**DATA**
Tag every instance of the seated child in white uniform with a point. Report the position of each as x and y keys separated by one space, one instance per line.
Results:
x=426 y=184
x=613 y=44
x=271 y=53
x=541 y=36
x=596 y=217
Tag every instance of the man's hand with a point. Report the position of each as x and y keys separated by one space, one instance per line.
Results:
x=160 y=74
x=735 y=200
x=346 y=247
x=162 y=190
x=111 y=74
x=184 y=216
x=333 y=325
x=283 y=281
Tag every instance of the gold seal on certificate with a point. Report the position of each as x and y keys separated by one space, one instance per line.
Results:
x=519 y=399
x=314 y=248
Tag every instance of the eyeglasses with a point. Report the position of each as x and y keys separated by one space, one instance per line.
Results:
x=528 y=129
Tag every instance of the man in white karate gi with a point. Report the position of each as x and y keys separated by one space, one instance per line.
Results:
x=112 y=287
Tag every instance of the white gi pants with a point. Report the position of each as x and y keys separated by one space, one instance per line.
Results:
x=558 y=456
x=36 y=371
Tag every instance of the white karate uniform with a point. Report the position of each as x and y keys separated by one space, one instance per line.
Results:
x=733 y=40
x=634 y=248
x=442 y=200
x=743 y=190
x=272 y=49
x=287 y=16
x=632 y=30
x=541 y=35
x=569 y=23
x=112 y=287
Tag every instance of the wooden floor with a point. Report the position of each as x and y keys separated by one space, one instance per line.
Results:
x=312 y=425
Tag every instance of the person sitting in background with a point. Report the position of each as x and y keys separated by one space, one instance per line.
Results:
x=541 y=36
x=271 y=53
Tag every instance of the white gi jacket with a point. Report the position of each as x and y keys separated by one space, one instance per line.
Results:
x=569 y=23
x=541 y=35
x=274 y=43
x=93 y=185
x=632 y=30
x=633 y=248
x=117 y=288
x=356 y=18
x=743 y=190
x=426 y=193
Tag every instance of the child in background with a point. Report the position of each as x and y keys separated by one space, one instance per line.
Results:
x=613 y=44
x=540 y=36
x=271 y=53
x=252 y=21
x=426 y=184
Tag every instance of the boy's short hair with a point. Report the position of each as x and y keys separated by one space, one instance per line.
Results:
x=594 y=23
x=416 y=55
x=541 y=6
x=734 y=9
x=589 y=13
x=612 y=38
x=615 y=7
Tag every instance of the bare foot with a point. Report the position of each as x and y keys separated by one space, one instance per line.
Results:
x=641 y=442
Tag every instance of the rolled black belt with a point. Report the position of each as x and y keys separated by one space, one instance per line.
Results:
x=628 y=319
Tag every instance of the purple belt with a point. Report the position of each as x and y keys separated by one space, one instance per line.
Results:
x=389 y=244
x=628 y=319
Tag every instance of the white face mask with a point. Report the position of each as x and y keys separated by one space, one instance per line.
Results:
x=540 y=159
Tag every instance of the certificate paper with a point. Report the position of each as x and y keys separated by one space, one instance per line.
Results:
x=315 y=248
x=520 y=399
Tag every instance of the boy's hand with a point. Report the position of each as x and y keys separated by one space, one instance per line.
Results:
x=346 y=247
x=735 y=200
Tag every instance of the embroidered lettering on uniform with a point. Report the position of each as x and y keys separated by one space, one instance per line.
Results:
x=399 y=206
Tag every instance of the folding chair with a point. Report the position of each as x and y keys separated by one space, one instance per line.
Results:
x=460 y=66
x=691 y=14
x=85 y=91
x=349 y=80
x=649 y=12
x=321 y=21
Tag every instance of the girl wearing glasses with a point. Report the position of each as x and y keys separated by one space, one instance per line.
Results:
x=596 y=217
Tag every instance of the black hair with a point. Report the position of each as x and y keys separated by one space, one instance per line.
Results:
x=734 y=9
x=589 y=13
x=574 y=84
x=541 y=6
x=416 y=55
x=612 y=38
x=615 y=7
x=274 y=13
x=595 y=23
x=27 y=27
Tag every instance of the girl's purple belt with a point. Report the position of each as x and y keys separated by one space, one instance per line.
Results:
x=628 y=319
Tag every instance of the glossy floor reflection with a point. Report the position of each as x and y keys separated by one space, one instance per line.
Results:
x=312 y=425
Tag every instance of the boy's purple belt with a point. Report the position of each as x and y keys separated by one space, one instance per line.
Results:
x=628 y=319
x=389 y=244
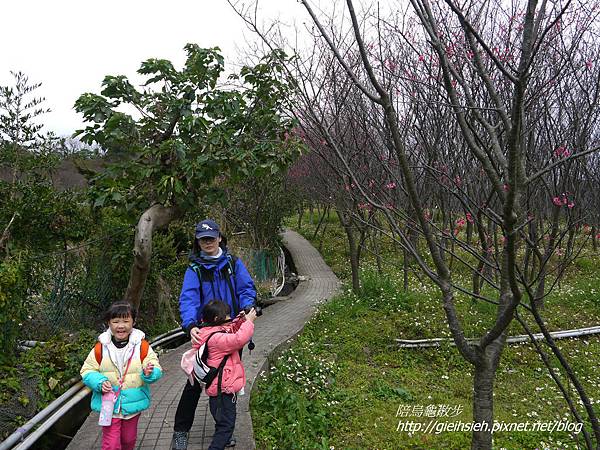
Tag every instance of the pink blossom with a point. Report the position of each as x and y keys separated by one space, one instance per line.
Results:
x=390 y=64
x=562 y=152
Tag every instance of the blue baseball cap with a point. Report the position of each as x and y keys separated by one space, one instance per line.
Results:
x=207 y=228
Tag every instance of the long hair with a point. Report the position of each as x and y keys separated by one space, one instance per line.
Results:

---

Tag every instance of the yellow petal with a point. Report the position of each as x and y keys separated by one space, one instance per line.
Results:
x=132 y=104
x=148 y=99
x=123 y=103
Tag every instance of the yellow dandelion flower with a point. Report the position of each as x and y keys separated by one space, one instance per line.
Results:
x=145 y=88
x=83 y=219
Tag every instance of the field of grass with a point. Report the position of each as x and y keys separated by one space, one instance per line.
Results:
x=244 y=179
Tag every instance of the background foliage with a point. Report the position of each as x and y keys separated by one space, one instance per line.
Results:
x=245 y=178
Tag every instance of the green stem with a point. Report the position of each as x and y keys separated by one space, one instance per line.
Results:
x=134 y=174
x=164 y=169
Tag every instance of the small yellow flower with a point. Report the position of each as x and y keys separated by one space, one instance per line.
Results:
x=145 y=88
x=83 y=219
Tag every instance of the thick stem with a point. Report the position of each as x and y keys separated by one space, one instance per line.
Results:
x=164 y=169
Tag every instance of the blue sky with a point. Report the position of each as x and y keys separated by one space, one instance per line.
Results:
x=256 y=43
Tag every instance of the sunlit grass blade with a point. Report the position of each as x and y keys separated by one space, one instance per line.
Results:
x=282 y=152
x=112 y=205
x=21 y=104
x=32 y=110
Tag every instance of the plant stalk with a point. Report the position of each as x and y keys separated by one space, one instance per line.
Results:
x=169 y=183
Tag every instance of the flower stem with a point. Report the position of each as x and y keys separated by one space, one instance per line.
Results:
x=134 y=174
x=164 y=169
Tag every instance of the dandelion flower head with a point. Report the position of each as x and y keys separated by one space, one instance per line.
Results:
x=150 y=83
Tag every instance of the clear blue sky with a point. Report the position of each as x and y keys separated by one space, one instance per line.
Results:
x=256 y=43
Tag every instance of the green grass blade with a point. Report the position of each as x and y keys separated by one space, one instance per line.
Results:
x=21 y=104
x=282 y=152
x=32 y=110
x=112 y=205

...

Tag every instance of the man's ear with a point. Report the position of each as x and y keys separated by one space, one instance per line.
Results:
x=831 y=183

**TASK DIRECTIONS**
Starting at the line above that contains "Tag every instance of the certificate", repeat each line exactly up to and including the line that contains "Tag every instance of the boy's hand", and stop there.

**WORKED SOLUTION**
Tag every instance of the certificate paper with a point. Report the position of each as x and y keys separated by one space, one instance per line.
Results:
x=315 y=248
x=520 y=399
Tag every instance of the boy's hand with a point. Report the position of each as x and y keys separated by one space, one instance per line.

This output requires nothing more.